*PROBLEM TO WORK ON:*
Type out every line of the data again, exactly.

*DATA SHOWN:*
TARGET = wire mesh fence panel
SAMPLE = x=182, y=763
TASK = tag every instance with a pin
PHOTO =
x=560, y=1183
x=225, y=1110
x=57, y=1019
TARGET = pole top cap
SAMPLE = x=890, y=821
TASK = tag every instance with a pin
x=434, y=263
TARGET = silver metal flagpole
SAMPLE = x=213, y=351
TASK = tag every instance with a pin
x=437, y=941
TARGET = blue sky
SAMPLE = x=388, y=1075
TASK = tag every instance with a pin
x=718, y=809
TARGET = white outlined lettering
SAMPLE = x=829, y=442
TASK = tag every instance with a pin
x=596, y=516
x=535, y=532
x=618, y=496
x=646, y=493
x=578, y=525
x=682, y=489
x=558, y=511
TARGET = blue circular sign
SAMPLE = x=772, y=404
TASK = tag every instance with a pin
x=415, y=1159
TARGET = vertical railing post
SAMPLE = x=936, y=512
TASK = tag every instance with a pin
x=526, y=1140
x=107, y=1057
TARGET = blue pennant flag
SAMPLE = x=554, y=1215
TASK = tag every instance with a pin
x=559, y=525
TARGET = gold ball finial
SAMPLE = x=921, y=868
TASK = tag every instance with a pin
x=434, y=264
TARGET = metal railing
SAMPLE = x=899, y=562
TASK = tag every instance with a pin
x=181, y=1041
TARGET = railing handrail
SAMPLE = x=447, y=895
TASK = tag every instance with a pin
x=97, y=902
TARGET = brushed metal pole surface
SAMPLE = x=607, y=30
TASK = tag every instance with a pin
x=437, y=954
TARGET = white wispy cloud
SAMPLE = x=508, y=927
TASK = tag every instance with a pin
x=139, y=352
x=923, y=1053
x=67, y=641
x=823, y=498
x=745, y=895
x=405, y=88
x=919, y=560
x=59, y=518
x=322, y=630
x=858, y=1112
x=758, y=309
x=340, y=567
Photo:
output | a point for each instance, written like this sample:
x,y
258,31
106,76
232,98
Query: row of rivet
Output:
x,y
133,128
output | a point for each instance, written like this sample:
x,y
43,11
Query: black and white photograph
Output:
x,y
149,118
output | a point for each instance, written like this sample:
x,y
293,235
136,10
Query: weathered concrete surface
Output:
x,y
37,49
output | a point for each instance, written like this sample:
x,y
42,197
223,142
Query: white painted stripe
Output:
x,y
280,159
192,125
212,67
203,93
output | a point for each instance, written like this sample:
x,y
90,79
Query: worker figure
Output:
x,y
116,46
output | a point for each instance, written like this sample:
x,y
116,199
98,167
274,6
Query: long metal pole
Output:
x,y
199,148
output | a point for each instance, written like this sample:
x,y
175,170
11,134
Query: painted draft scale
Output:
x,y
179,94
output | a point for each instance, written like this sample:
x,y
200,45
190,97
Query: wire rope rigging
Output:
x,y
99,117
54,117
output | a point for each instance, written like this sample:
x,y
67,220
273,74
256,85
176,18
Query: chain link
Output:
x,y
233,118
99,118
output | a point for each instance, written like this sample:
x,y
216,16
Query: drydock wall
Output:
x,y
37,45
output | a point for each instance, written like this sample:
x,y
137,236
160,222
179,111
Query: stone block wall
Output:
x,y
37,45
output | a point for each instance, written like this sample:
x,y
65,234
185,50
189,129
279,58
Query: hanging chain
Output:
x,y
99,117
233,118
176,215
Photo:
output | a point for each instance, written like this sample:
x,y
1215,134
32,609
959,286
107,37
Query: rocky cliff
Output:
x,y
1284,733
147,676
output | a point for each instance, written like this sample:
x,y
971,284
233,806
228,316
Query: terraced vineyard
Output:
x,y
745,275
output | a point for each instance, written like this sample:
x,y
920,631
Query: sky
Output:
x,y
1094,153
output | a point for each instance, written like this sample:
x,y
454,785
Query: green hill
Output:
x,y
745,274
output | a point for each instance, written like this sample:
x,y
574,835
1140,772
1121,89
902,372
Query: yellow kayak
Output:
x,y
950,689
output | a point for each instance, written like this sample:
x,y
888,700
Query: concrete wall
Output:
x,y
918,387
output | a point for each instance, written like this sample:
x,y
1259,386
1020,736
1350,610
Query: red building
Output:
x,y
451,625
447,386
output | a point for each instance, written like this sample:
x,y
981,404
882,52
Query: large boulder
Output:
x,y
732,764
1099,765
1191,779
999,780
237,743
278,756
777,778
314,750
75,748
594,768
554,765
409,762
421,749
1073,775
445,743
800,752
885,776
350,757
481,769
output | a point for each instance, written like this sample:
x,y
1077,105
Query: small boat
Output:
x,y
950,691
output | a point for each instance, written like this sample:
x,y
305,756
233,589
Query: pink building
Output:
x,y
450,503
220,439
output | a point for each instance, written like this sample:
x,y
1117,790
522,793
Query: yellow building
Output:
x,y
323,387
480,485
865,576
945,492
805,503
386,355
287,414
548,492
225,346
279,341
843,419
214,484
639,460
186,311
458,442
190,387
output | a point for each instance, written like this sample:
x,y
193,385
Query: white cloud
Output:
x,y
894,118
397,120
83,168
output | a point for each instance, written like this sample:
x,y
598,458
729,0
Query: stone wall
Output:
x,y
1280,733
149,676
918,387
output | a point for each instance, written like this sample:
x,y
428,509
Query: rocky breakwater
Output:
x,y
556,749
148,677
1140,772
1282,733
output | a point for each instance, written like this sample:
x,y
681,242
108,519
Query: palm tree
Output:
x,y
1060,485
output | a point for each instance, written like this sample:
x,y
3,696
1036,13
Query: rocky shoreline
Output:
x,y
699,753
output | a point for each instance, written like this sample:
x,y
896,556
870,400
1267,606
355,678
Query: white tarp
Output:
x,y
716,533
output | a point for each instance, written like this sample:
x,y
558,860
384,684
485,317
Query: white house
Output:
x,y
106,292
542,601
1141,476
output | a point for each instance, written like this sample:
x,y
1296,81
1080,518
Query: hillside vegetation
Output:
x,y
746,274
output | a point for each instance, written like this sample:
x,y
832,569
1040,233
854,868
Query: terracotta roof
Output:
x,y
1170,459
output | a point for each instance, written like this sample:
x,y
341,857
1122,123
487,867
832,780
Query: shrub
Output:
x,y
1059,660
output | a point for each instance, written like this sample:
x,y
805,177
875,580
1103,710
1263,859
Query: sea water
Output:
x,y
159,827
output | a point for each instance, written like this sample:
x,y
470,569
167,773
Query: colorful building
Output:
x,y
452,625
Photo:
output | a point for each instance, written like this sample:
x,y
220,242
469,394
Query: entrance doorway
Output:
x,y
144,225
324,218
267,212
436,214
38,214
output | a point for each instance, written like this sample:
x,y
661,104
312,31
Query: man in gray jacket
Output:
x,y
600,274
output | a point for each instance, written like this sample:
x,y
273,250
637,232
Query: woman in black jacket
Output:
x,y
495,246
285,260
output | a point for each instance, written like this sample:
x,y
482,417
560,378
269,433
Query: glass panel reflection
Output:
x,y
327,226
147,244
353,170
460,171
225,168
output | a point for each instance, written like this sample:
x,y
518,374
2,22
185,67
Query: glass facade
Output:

*RESULT OF THE EXERCISE:*
TARGET = wire mesh fence panel
SAMPLE = x=182, y=763
TASK = tag every instance with a pin
PHOTO =
x=560, y=1183
x=225, y=1110
x=57, y=1019
TARGET = pole top cap
SAMPLE = x=890, y=821
TASK = tag every instance with a pin
x=434, y=263
TARGET = silver metal flagpole
SAMPLE = x=213, y=351
TASK = tag every instance with a pin
x=437, y=941
TARGET = blue sky
SAMPLE = x=388, y=1075
TASK = tag every instance with a pin
x=718, y=809
TARGET = white outlined lettering
SAMPLE = x=829, y=442
TASK = tag every instance with a pin
x=596, y=516
x=535, y=532
x=618, y=496
x=646, y=493
x=578, y=525
x=682, y=489
x=558, y=511
TARGET = blue circular sign
SAMPLE = x=772, y=404
TASK = tag every instance with a pin
x=415, y=1159
TARGET = vertical railing post
SAMPLE = x=936, y=512
TASK = tag every instance with a pin
x=526, y=1140
x=107, y=1057
TARGET = blue pennant flag
SAMPLE = x=554, y=1215
TASK = tag every instance with a pin
x=559, y=525
TARGET = gold ball finial
SAMPLE = x=921, y=868
TASK = tag every instance with a pin
x=434, y=264
TARGET = metal railing
SAMPLE = x=899, y=562
TASK = tag every instance with a pin
x=181, y=1041
TARGET = railing handrail
SAMPLE = x=447, y=895
TASK = tag every instance with a pin
x=97, y=902
TARGET = brushed metal pole surface
SAMPLE = x=607, y=30
TASK = tag every instance with a pin
x=437, y=954
TARGET = white wispy cloud
SAMPLE = x=508, y=927
TASK = tag every instance with a pin
x=139, y=352
x=923, y=1053
x=67, y=641
x=823, y=498
x=745, y=895
x=405, y=88
x=919, y=560
x=59, y=518
x=322, y=630
x=858, y=1112
x=758, y=309
x=340, y=567
Photo:
output | a point for each instance, written like this sample:
x,y
258,31
106,76
232,98
Query: row of rivet
Output:
x,y
133,128
output | a point for each instance, written like this sample:
x,y
43,11
Query: black and white photograph
Output:
x,y
149,118
output | a point for each instance, written like this sample:
x,y
293,235
136,10
Query: weathered concrete surface
Output:
x,y
37,49
output | a point for each instance, written like this sample:
x,y
42,197
223,142
Query: white painted stripe
Output:
x,y
280,159
192,125
212,67
203,93
output | a point for each instance, written like this sample:
x,y
90,79
Query: worker figure
Output:
x,y
116,46
output | a point for each instance, written like this sample:
x,y
116,199
98,167
274,6
Query: long metal pole
Output:
x,y
199,148
output | a point for each instance, written like this sample:
x,y
175,170
11,134
Query: painted draft scale
Output:
x,y
179,94
output | a point for each instance, written like this sample:
x,y
200,45
190,97
Query: wire rope rigging
Output:
x,y
99,117
54,117
output | a point for each instance, written like this sample:
x,y
67,220
273,74
256,85
176,18
Query: chain link
Output:
x,y
233,118
99,118
output | a point for each instance, written like this sample:
x,y
216,16
Query: drydock wall
Output:
x,y
37,45
output | a point for each instance, written like this sample:
x,y
137,236
160,222
179,111
Query: stone block wall
Output:
x,y
37,45
output | a point for each instance, written like this sample:
x,y
65,234
185,50
189,129
279,58
Query: hanging chain
Output:
x,y
99,117
233,118
176,215
Photo:
output | a point for each instance, written like this sample:
x,y
1215,134
32,609
959,286
107,37
Query: rocky cliff
Output:
x,y
1284,733
147,676
output | a point for each instance, written like this sample:
x,y
971,284
233,806
228,316
Query: terraced vineyard
Output:
x,y
745,275
output | a point for each instance, written like this sample:
x,y
920,631
Query: sky
Output:
x,y
1094,153
output | a point for each instance, written like this sample:
x,y
454,785
Query: green hill
Output:
x,y
745,274
output | a point for each instance, written like this sample:
x,y
574,835
1140,772
1121,89
902,372
Query: yellow kayak
Output:
x,y
950,689
output | a point for each instance, written like this sample:
x,y
888,700
Query: concrete wall
Output:
x,y
918,387
output | a point for each instance, written like this sample:
x,y
1259,386
1020,736
1350,610
Query: red building
Output:
x,y
451,625
447,386
output | a point for each instance, written like this sample:
x,y
981,404
882,52
Query: large boulder
Output:
x,y
732,764
1099,765
1191,779
999,780
237,743
278,756
777,778
314,750
75,748
594,768
554,765
409,762
421,749
1073,775
445,743
800,752
885,776
350,757
481,769
output | a point for each instance, written like this sample:
x,y
1077,105
Query: small boat
Output:
x,y
950,691
output | a point for each instance, written like this sample:
x,y
305,756
233,589
Query: pink building
Output:
x,y
450,503
220,439
output | a point for each instance, written like this sample:
x,y
1117,790
522,793
Query: yellow building
Output:
x,y
323,387
480,485
865,576
945,492
805,503
386,355
287,414
548,492
225,346
279,341
843,419
214,484
639,460
186,311
458,442
190,387
output | a point for each instance, written like this sample:
x,y
193,385
Query: white cloud
Output:
x,y
894,118
397,120
83,168
output | a point for each instance, written like this sample:
x,y
598,458
729,0
Query: stone wall
Output:
x,y
1280,733
149,676
918,387
output | a point for each instance, written like this sample:
x,y
428,509
Query: rocky breakwater
Output:
x,y
556,749
148,677
1140,772
1282,733
output | a point for each instance, written like this sample:
x,y
681,242
108,519
Query: palm tree
Output:
x,y
1060,485
output | a point for each instance, written like this sample:
x,y
3,696
1036,13
Query: rocky shoreline
Output:
x,y
699,753
output | a point for each instance, written like this sample:
x,y
896,556
870,400
1267,606
355,678
Query: white tarp
Output:
x,y
716,533
output | a point for each instance, written like this sample:
x,y
558,860
384,684
485,317
Query: white house
Output:
x,y
106,292
542,601
1141,476
output | a point for each instance, written like this sample:
x,y
1296,81
1080,518
Query: hillside vegetation
Output:
x,y
746,274
output | a point for each instance, written like this sample:
x,y
832,569
1040,233
854,868
Query: terracotta roof
Output:
x,y
1170,459
output | a point for each instance, written like this sample:
x,y
341,857
1122,123
487,867
832,780
Query: shrub
Output:
x,y
1059,660
output | a point for each instance, written like this sample:
x,y
805,177
875,580
1103,710
1263,859
Query: sea water
Output:
x,y
159,827
output | a point for each instance, written like this sample:
x,y
470,569
167,773
Query: colorful building
Output:
x,y
452,625
Photo:
output | a point for each instance, written like this sample:
x,y
220,242
469,394
Query: entrance doorway
Output:
x,y
144,225
324,218
267,212
436,214
38,214
output | a point for each instance, written like this sample:
x,y
661,104
312,31
Query: man in gray jacket
Output:
x,y
600,274
output | a point for each instance, written like this sample:
x,y
273,250
637,232
Query: woman in black jacket
Output:
x,y
495,246
285,260
output | a point for each instance, written like this sample:
x,y
482,417
560,378
269,433
Query: glass panel reflection
Output:
x,y
327,226
147,244
353,170
460,171
225,168
output | a point for each instance, written like this sample:
x,y
518,374
2,22
185,67
Query: glass facade
Output:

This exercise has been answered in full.